任务 = 输出下面这段支持向量机代码中从“自己动手写了一些关于SVM(支持向量机)的代码”开始、到“一下,没什么干货,代码如下。”结束的部分，一字不改。

选段 =

:::

自己动手写了一些关于SVM(支持向量机)的代码
环境为python3

import random
from random import sample
import matplotlib.pyplot as plt

先说好实现的都是很简单的东西,没有用梯度下降法之类的,用的知识简单穷举。只是从原理上实现了一下,没什么干货,代码如下。

import random
from random import sample
import matplotlib.pyplot as plt

def point_margin(x1,x2,w,b):#计算间隔margin
    margin = (w*x1-x2+b)*(w*x1-x2+b)/(w*w+1)
    return margin

def loss_function(real_data_x1,raw_data_x2,tag_y,w,b):#设置损失函数,这里用的是平方损失函数
    judge = raw_data_x2 -(w*real_data_x1 + b)
    if tag_y * judge > 0:
        loss = 0
    else:
        loss = (tag_y * judge) * (tag_y * judge)
    return loss

w = 2
pointnum = 1000
x1_real_data = []
x2_real_data = []
x2_raw_data = []
y_data = []
for i in range(0,pointnum):   #制作真值数据,用的是x2 = w*x1
    x1_real_data.append(i)
    x2_real_data.append(w * i)

for i in range(0,pointnum):   #增加噪声
    rawdata = x2_real_data[i] + random.gauss(0,10) + sample([40.0, -40.0], 1)[0] #增加了高斯噪声以及一个偏移量,用于支持向量机挑选最佳分类超平面
    x2_raw_data.append(rawdata)
    if rawdata > i+i: #制作标签
        y_data.append(1)
    else:
        y_data.append(-1)

# for i in range(0,100):
#     print(x1_real_data[i],x2_raw_data[i],y_data[i])

# losssum = 0
# for j in range(0,100):
#     losssum = losssum + loss_function(x1_real_data[j],y_data[j],w,1)
#     print(losssum)

:::

提供信息 =
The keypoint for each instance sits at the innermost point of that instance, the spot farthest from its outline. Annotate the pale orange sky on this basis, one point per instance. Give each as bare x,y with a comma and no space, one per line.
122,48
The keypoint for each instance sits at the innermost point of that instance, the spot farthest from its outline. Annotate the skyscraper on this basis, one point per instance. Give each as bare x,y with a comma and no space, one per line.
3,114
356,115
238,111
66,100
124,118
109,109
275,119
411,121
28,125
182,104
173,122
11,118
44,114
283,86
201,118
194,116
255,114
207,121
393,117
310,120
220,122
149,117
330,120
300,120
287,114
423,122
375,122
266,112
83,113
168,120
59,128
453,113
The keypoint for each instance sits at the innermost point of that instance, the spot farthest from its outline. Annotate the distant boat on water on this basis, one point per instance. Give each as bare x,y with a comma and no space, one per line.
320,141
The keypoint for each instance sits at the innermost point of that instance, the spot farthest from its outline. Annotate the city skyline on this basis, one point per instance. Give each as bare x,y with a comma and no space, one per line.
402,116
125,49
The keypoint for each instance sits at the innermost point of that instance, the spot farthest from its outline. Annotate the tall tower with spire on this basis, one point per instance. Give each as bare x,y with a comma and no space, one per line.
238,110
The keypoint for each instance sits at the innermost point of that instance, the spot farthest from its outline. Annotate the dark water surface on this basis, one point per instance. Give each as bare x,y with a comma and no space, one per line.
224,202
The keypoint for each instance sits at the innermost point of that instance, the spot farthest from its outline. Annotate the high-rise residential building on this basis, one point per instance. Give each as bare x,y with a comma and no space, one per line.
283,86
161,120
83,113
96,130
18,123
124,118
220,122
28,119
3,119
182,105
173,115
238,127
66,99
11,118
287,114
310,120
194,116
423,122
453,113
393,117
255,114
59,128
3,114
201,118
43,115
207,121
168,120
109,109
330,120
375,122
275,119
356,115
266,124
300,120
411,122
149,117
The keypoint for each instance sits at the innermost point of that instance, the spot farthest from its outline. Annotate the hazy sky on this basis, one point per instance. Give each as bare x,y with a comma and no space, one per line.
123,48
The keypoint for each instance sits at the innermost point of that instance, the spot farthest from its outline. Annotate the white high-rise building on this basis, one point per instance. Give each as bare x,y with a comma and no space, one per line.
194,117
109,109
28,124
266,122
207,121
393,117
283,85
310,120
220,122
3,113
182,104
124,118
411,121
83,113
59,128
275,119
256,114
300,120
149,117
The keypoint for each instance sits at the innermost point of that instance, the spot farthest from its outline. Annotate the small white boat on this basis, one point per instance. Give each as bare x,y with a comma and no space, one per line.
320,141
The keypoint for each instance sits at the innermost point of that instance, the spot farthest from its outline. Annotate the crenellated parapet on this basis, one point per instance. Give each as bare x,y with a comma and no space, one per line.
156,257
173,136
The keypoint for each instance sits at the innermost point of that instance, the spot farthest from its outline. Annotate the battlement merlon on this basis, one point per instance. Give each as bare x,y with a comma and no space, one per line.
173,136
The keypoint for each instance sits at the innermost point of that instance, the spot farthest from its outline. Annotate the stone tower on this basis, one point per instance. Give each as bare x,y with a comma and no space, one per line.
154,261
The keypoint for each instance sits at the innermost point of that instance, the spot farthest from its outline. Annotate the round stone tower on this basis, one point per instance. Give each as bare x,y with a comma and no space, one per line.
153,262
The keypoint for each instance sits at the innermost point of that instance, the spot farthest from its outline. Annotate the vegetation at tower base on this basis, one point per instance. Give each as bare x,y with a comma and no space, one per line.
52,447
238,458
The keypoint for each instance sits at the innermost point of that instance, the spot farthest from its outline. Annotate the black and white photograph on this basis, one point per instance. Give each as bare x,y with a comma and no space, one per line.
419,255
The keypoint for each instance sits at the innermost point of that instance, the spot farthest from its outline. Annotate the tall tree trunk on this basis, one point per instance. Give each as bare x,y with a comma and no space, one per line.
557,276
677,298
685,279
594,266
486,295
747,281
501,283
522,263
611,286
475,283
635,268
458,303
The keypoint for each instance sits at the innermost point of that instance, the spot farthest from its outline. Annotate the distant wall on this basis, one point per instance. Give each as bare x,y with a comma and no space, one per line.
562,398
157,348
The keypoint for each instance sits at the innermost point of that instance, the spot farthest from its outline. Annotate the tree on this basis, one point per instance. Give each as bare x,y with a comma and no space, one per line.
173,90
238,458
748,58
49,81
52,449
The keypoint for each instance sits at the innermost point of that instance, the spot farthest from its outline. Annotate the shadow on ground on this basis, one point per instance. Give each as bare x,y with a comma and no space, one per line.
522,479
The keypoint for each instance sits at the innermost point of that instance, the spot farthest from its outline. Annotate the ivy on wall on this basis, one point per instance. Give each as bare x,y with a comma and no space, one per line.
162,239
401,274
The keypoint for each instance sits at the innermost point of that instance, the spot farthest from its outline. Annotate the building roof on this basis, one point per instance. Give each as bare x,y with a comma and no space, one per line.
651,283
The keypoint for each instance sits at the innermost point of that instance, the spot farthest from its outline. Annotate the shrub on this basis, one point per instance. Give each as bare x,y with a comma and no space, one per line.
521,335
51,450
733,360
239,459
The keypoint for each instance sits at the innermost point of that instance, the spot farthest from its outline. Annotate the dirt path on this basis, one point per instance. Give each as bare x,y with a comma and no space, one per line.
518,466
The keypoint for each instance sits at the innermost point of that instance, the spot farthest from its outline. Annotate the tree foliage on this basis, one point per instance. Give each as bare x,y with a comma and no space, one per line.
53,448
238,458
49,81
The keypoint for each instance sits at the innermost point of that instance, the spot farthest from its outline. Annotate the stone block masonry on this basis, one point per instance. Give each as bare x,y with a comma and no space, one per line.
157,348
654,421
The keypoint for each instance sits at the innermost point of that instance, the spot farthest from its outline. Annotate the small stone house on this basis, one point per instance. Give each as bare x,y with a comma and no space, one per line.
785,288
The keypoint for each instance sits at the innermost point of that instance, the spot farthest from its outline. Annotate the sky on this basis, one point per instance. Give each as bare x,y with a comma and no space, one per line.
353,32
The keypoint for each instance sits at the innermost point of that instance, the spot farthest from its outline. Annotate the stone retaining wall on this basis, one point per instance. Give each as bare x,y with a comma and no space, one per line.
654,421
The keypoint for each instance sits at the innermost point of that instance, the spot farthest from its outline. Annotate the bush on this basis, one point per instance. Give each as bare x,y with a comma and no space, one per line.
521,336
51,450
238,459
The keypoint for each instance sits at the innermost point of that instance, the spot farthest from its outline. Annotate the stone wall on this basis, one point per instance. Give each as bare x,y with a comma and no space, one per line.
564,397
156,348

:::

练习答案 =
自己动手写了一些关于SVM(支持向量机)的代码
环境为python3

import random
from random import sample
import matplotlib.pyplot as plt

先说好实现的都是很简单的东西,没有用梯度下降法之类的,用的知识简单穷举。只是从原理上实现了一下,没什么干货,代码如下。